→ GIVEN INSTRUCTION: Pick up the essay on entrepreneurs and the next big thing after its final sentence and carry it forward.
-- Begin SELECTED TEXT --
Smart people can recognize smart people

When you read short online biographies of successful people, they mostly start or end with a level of education, usually a university degree. Big companies’ HR bureaucracy aside, I’d like to understand what message they’d like to deliver by including this information, and in fact, it’s hard for me to recognize whether it’s a negative or positive one. It goes something along the lines:

“John Smith graduated from Harvard University with an A. B. in Computer Science. John worked at Amazon as a VP of marketing and developed a known and very successful expansion strategy. John later founded project.com and sold it to Google for $900 million after 3 years of operation, with 20 millions registered users”.

Translated:

“At school, John Smith learned from old smart people how to build a sand tower by using a beach bucket. John is also known for studying architecture on his own and building an astonishing 200-acre golf course in the middle of San Francisco with his bare hands over a period of 3 years, working 16 hours a day. Tiger Woods called the course most enjoyable and challenging he’s ever played on. The planet’s most famous golf course has been later acquired by Nike for $900 million, making John one of the hardest working, most rich and successful startup entrepreneurs in the world”.

Now, I had to strongly overexpose for the difference to be more clear - much more people can use a beach bucket and fill it with sand than those who can successfully graduate from Harvard. But my point is simple. Study is important, in some fields critical, and can also be a part of business strategy - but with the level of some people’s accomplishments, I’m personally not very sure what their degree means in the bio. Smart people recognize smart people. You are not going to ask Larry Ellison where he graduated from before you decide whether you want to conduct business with him, are you?

An entrepreneur can care and consider his graduation to be a big notable accomplishment, but before including it, he should ask himself a very basic question first: “Does my target audience care?”. I think only the dumb one does. Your target audience better be smart.

Too many great ideas

The big issue of all entrepreneurs is that they evolve very quickly. Too many great ideas magically appear in their mind. The excitement from the latest idea quickly overlaps the previous one, which could be just a few months old. All of the previous ideas suddenly don’t seem to be that great anymore and it’s getting more and more difficult to keep the attention on them.

It’s not possible to do everything. Even Virgin can’t. Filtering ideas is important, but filtering is not easy, because the greatest idea is often much more riskier than a good one. Should my company spend 1 year building a great idea to generate $10M, or should it completely devote 3 years of work to the top risky idea worth $1B while missing many other good opportunities? It doesn’t really matter whether it’s a $10M vs. $1B situation or $10,000 vs. $100,000, the point is still the same.

I guess there is no simple answer and no “ideal” strategy. Sometimes it may be smarter to stick to the previous ideas and keep enhancing them. Sometimes you need to postpone or delegate all of the previous ideas and follow just the top shower one.

But, of course, there’s always an another great idea waiting in the queue.

Waiting for the next big thing

The market is hungry for the next big thing. Obviously, nobody knows what’s the next big thing until already everybody knows it is. Investors bet on their instinct and do the trial and error business.

Let’s try to define what “the next big thing” could actually mean. A product which is:

  • public
  • for everybody who can use a piece of electronics with a network connection
  • can scale extremely well right now
  • can generate almost obnoxious revenue within 5 years
  • can return 20+ times of the original amount invested

On-demand digital streaming, music, video, news with rich content, network TVs, YouTube, mobile devices, they are all a part of the next big thing. But in the jargon, even though their market is currently very large and fresh, it’s not “big enough” by the terms of our definition.
-- End SELECTED TEXT --
-- Begin ITEMS --
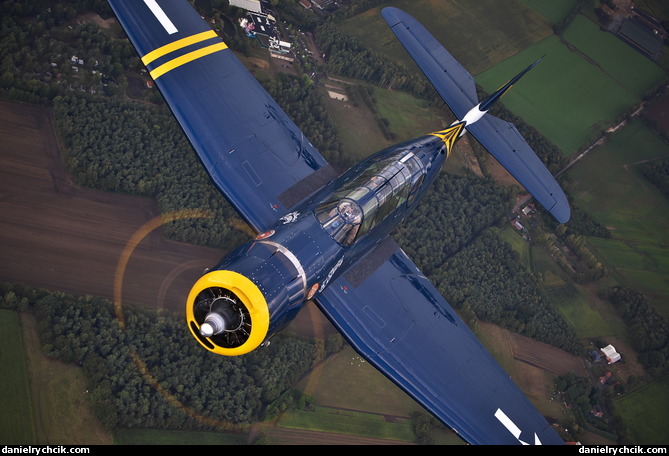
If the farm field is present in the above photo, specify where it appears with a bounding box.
[522,0,577,24]
[569,120,669,316]
[615,377,669,445]
[5,0,669,443]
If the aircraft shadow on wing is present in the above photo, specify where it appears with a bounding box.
[109,0,569,444]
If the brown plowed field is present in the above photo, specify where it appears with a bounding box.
[0,101,582,444]
[0,101,223,311]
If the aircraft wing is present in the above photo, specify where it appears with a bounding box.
[316,238,564,444]
[109,0,337,232]
[465,114,571,223]
[381,8,570,223]
[381,7,478,119]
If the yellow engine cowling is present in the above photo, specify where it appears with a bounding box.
[186,270,270,356]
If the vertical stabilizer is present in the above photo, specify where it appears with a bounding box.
[479,56,545,112]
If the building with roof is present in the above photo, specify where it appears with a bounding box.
[600,344,620,364]
[230,0,262,13]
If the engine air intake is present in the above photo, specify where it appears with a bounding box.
[186,271,269,356]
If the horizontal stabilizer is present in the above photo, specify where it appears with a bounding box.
[381,8,570,223]
[381,8,478,119]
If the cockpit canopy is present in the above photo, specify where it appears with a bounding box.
[315,150,425,246]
-- End ITEMS --
→ FINAL ANSWER:
There’s no way you can turn on your TV or home stereo today, a display in a car or an app on a mobile device and enjoy any digital content by universal standards. Why?

What all of these businesses have in common is that they can’t scale well and fast enough in the current world’s establishment. They are tightly controlled or legally challenged by a very few, mostly very old fashioned vendors. If not by them, then by bureaucracy, lobbying, governments, currencies, country borders, restrictions, regulations, policies, standards and copyrights.

Yes, tons of money has been made already, but still just a pathetic amount compared to the true today’s potential. Committed players are fighting their way for the sake of advantage which they’ll own when the world changes, such as iTunes, Hulu, or even YouTube. All great services which altered the business, but it’s a slow industry transformation, not an instant game changer with a clear road ahead. Much of the credit goes to Steve Jobs, but even him and all of the young geniuses are forceless. It’s very similar with the new sources of energy. Until people’s hearts are not touched anymore by the sound of a 6 liter gasoline racing engine, until new kids are born, until some companies disappear — or until the world changes rapidly — it just won’t scale.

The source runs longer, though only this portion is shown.